What is expected: Return the entries exactly as they appear.

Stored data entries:

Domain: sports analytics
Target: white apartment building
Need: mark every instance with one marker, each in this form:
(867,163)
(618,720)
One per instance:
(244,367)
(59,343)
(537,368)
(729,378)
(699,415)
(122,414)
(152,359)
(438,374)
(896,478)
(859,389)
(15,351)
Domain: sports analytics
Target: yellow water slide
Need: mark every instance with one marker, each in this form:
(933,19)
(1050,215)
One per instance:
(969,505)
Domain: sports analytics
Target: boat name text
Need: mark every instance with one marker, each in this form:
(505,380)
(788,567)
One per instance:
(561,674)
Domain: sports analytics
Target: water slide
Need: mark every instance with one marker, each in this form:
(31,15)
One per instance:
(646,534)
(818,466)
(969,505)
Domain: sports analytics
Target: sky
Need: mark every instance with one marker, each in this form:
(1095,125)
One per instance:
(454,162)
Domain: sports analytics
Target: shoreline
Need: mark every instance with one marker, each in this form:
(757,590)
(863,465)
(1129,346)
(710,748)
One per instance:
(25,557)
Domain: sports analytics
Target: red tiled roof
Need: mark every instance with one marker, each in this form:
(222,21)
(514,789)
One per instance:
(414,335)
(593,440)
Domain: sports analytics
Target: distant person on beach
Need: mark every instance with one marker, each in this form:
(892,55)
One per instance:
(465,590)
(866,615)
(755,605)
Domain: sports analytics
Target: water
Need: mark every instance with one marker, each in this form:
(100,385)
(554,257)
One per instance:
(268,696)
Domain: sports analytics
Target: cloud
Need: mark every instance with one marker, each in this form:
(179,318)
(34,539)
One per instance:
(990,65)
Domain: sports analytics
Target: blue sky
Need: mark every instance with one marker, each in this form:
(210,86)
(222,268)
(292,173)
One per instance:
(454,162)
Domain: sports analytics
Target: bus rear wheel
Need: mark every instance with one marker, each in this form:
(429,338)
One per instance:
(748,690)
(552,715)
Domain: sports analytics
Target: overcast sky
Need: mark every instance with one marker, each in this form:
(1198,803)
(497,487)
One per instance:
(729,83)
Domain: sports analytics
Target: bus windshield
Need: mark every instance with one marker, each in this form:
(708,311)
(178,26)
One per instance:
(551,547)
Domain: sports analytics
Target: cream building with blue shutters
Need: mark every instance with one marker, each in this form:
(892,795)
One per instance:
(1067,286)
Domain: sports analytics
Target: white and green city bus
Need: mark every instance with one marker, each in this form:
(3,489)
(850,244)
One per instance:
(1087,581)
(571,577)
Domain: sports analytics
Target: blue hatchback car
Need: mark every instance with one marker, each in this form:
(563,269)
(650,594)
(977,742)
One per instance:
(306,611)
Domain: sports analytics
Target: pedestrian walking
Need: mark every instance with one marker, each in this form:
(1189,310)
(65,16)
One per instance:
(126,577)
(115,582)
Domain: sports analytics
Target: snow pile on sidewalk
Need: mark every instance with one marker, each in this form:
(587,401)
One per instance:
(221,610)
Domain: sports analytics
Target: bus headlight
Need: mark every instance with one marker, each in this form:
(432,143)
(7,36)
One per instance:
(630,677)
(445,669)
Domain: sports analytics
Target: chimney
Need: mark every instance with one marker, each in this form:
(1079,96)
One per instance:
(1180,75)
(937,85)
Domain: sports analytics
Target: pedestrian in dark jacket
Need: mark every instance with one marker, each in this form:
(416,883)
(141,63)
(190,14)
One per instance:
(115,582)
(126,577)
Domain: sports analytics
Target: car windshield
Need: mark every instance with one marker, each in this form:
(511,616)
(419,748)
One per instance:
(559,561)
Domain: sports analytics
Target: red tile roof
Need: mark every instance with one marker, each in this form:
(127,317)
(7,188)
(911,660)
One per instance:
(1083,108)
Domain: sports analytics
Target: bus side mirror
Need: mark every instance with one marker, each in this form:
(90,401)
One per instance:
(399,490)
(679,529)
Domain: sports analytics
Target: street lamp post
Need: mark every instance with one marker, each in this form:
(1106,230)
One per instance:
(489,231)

Result of the exercise:
Domain: sports analytics
Target: white apartment building
Need: mark every instance with one marker, each in this form:
(867,163)
(618,720)
One per instance:
(244,367)
(59,343)
(537,368)
(729,378)
(699,415)
(122,414)
(152,359)
(438,374)
(896,478)
(859,389)
(15,351)
Domain: sports analytics
Target: yellow water slide
Need: mark every instance with one marker, each in this form:
(933,19)
(1050,215)
One per instance:
(969,505)
Domain: sports analytics
Target: boat name text
Need: mark every instance with one marker, each in this form:
(505,380)
(788,567)
One per instance:
(561,674)
Domain: sports analytics
Target: water slide
Need: mark every instance with one marker, each in this form:
(31,15)
One per instance:
(646,534)
(818,466)
(969,505)
Domain: sports analytics
Target: sky
Need: mark every instance with one marker, each in this form:
(1095,125)
One per instance:
(454,162)
Domain: sports analytics
Target: shoreline
Need: mark every instance with one marker, each in this form:
(757,590)
(863,465)
(1129,346)
(710,748)
One per instance:
(25,557)
Domain: sports analytics
Target: red tiled roof
Need: mark every instance with one marker, each in this form:
(222,21)
(514,789)
One per instance:
(414,335)
(593,440)
Domain: sports analytics
Target: distant person on beach
Need: mark every instance with one marker, each in this form:
(892,55)
One per instance:
(465,590)
(866,615)
(755,605)
Domain: sports analytics
Target: water
Need: mark every instance with one marker, each in this form:
(100,385)
(554,257)
One per instance:
(268,696)
Domain: sports analytics
Target: cloud
Need: mark every instance with one marker, each in this form:
(179,318)
(34,539)
One per instance:
(990,65)
Domain: sports analytics
Target: blue sky
Need: mark every instance with one marker, each in this form:
(210,86)
(222,268)
(292,173)
One per instance:
(454,162)
Domain: sports analytics
Target: bus rear wheel
Need: mark every instance with one marker, each in this form:
(429,338)
One per instance:
(748,690)
(552,715)
Domain: sports analytics
Target: overcast sky
Need: mark every instance with one marker, each in this form:
(1198,803)
(497,487)
One per instance:
(729,83)
Domain: sports analytics
Target: bus windshield
Need: mark every instance with one marker, each in this form:
(708,311)
(178,26)
One per instance:
(551,547)
Domain: sports analytics
Target: cream building with blue shutters
Need: mark every instance with one marker, each in this form:
(892,795)
One per instance:
(1067,286)
Domain: sports analytics
Target: white and green city bus
Need: mark every instance with one marker, each in this form:
(3,489)
(850,244)
One per instance:
(1087,581)
(571,577)
Domain: sports analytics
Target: blue hatchback car
Need: mark every instance with one marker, each in this form:
(563,269)
(650,594)
(977,742)
One per instance:
(306,611)
Domain: sports analytics
Target: pedestrian walking
Need: mark every instance with one marker, each in this form:
(1189,310)
(65,16)
One per instance:
(126,577)
(115,582)
Domain: sports analytics
Target: snow pile on sidewalk
Need: mark every instance with one marker, each in this form:
(587,401)
One per instance:
(221,610)
Domain: sports analytics
Target: bus headlight
Need: mark every instance with one marker, each in this form:
(432,143)
(7,36)
One per instance:
(630,677)
(445,669)
Domain: sports analytics
Target: chimney
Need: mark every instance with one marker, each in this form:
(1079,96)
One per instance:
(1180,75)
(937,85)
Domain: sports analytics
Target: pedestrian in dark jacket
Need: mark every instance with one marker, each in this form:
(416,883)
(141,63)
(190,14)
One per instance:
(115,582)
(126,577)
Domain: sports analytics
Target: car windshield
Need: mark every instance with one marker, each in this form:
(511,616)
(419,748)
One per instance:
(559,561)
Domain: sports analytics
Target: red tile roof
Need: mark every instance with one marker, each in this form:
(127,317)
(7,188)
(911,660)
One per instance:
(1083,108)
Domain: sports analytics
Target: bus side mirror
Need: mark every instance with one marker, each in this form:
(90,401)
One per instance:
(399,490)
(679,529)
Domain: sports analytics
Target: street lamp post
Need: mark every instance with one marker, each in this form:
(1106,230)
One per instance:
(489,231)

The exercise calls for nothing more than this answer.